From the way Van Breemen describes the experience, he makes it sound as though it was a near-disaster, and maybe it was, but for those listening to the polished soundscapes featured on the disc, it's hard to imagine anything beyond a few hiccups plaguing the talented sextet. According to Brasstronaut's frontman though, the album, which is a whimsical meld of dramatic melodies and lush symphonic arrangements, was very much a series of starts and stops.
The first kink in their plans came during the group's creative residency at the Banff Centre for the Arts in Alberta, which Brasstronaut had hoped to walk away from with the makings of a finished album. After recording for seven days straight during their last week of the three-month program, the band had plenty of material to work with but nothing cohesive enough to show to a producer.
"We didn't achieve a very clear vision of what record we wanted to produce at the end of the stay because I think we were focusing more on the incredible experience of working with musicians from all over the place," says Van Breemen. "I think that experience ended up being a lot more instrumental in terms of helping us develop as a working band in terms of communicating with each other and figuring out how we develop music with each other."

● **SET EXERCISE**: Continue the Brasstronaut article from where it stops.

● **SUPPLIED MATERIAL**:
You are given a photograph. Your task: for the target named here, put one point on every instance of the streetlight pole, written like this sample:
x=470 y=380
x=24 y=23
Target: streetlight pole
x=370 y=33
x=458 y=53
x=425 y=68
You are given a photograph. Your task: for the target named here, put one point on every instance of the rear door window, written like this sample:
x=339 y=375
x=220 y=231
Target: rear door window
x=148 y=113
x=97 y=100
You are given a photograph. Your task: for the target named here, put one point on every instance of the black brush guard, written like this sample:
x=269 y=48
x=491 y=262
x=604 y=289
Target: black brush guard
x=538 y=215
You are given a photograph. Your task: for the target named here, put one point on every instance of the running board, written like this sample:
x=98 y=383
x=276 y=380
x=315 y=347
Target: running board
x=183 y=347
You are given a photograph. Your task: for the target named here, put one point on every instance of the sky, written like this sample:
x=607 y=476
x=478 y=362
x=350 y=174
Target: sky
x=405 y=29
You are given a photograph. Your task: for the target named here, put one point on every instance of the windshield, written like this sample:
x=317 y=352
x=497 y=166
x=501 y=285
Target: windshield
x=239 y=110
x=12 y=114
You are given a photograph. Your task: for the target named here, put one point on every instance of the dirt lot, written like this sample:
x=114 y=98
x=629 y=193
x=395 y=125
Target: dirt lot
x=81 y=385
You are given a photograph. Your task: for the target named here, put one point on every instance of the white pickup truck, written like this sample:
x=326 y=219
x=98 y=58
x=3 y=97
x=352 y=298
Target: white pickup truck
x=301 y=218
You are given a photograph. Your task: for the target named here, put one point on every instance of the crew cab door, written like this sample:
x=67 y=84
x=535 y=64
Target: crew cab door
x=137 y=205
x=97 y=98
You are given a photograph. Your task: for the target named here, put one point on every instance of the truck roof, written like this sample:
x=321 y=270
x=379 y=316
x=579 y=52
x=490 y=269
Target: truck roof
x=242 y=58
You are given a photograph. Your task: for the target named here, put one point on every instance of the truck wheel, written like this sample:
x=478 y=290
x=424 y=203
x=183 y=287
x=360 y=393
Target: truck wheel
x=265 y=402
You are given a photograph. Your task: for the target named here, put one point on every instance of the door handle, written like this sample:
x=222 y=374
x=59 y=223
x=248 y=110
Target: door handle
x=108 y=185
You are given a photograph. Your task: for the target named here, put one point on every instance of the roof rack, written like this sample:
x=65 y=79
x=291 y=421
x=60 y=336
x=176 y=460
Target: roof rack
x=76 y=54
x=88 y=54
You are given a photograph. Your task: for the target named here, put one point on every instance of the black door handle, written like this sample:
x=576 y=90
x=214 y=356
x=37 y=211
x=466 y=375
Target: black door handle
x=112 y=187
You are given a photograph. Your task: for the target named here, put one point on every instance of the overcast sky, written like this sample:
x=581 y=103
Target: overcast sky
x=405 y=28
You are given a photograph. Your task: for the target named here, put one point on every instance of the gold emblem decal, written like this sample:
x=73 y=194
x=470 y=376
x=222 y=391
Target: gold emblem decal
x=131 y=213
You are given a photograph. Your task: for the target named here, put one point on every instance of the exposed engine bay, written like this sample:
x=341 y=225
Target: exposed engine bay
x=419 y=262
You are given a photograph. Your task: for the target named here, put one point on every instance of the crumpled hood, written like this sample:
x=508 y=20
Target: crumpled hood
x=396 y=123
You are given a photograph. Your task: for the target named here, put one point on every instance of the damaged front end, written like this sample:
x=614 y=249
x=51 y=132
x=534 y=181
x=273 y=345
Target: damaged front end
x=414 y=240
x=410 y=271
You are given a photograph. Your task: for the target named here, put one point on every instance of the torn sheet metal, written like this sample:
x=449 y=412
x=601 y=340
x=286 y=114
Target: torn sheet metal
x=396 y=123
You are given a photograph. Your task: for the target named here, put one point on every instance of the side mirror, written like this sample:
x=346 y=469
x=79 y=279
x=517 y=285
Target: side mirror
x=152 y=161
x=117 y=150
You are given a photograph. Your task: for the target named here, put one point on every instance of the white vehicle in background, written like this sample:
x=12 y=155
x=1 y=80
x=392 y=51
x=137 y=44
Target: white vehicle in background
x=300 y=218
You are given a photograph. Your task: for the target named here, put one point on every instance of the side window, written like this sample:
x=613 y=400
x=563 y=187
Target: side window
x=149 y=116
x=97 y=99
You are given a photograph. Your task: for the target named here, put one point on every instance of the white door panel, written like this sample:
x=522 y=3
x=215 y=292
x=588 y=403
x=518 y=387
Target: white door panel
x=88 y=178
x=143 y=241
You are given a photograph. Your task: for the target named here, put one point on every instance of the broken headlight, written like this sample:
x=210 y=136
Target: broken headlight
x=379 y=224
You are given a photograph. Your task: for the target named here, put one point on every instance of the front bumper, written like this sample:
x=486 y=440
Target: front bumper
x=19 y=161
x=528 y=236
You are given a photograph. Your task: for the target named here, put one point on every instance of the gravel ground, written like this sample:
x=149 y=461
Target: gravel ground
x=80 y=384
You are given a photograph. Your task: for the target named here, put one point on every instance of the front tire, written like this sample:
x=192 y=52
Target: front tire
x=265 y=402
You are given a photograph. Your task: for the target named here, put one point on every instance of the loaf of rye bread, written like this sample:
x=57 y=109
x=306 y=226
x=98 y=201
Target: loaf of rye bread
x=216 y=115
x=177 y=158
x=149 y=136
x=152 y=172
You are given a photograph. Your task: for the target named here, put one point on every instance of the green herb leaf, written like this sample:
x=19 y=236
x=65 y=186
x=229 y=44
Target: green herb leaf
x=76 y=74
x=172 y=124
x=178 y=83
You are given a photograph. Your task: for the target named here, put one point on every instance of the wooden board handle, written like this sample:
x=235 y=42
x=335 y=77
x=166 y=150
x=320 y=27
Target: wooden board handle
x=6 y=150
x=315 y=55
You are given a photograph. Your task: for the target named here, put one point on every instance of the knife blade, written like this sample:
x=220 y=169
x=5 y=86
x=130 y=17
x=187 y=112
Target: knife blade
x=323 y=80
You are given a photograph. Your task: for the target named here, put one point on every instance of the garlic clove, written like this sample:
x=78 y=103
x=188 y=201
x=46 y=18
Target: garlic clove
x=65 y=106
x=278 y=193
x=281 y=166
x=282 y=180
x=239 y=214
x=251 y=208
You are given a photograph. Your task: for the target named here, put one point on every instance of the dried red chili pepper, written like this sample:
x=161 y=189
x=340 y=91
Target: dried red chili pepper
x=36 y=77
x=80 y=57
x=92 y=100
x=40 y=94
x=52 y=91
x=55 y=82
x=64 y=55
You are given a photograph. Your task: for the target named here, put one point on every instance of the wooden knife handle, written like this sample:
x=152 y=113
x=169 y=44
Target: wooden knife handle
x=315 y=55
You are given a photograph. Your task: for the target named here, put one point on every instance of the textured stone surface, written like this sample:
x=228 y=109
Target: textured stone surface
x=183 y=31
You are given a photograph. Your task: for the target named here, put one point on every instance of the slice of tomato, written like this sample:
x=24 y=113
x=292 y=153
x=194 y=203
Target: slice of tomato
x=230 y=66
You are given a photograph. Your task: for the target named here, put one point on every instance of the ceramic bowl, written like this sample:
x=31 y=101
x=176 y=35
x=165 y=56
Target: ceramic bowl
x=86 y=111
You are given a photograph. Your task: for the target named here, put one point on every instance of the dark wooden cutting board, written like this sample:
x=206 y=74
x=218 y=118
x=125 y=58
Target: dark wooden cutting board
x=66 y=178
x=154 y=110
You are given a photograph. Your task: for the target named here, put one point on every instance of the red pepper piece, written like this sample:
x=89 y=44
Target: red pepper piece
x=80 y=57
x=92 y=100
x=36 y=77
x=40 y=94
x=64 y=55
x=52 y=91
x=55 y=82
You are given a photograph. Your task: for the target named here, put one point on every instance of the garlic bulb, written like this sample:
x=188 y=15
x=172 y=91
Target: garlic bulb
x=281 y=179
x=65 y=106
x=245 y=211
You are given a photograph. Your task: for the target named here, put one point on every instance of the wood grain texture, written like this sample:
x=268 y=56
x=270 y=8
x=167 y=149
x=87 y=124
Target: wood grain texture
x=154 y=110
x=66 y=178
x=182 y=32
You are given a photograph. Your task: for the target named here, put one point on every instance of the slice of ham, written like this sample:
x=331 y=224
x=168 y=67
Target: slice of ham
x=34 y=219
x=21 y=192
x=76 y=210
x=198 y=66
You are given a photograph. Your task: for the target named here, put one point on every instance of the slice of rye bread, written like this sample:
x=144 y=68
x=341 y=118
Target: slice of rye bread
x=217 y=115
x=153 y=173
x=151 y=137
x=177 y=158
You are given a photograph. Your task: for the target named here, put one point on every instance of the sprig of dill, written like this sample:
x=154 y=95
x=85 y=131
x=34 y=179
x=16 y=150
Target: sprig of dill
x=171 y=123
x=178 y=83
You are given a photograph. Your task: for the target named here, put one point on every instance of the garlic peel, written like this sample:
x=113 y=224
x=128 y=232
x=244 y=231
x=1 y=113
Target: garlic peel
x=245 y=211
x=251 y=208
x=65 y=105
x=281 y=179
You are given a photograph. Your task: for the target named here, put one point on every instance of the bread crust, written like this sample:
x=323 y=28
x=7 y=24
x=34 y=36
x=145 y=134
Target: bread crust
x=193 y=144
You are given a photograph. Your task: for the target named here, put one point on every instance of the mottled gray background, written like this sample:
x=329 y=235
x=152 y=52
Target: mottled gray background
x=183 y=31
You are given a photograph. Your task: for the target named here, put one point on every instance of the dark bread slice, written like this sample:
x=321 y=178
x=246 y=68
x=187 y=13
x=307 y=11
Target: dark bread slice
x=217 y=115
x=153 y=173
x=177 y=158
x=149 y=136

● **EXPECTED ANSWER**:
It might have taken Brasstronaut more time than they'd like to get 'Mount Chimaera' fully dialed -- ultimately the group would re-record certain sections and remix others in studios in Vancouver, New York and Oberlin, Ohio -- but the end result is magnificent nonetheless.
Currently on the road in support of the disc -- including Canadian Music Fest and SXSW -- one can only assume Brasstronaut is celebrating the fact they don't have to have daily conference calls with their producer from the tour van. It's also a safe bet that Van Breemen is making good use of his time during those long drives. This is a guy, after all, who took it upon himself to screen print the band's merch just days before they left for their first major North American tour.
"A friend of mine has a shirt screening press and was like, 'You can just come over and screen your own shirts and you'll save $1,000,'" says Van Breemen. "I was basically screening until 5AM and I only got 70 shirts done."